What the task requires:
Copy every line of the entries below, requests included, and scale each polygon coordinate in the answers by 2.6, rounding to whole numbers with halves rounded up.

▼

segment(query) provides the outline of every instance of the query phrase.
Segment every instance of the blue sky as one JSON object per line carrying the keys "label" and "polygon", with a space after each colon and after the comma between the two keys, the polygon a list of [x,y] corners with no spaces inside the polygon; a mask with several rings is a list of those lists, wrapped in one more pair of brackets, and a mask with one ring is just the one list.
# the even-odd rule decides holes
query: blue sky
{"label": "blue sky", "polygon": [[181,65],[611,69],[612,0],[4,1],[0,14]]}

▲

Result below:
segment(query) provides the outline of every instance of the query phrase.
Segment every instance of the blue sky as one JSON object per line carrying the keys "label" and "polygon", with a space after each colon and after the comma between the two keys, the polygon a list of [x,y] corners with no spaces inside the polygon; a mask with several rings is a list of those lists, wrapped in one more pair of brackets, and a mask with one ring is just the one list.
# the even-odd rule decides holes
query: blue sky
{"label": "blue sky", "polygon": [[471,169],[1589,179],[1591,0],[10,3],[0,36]]}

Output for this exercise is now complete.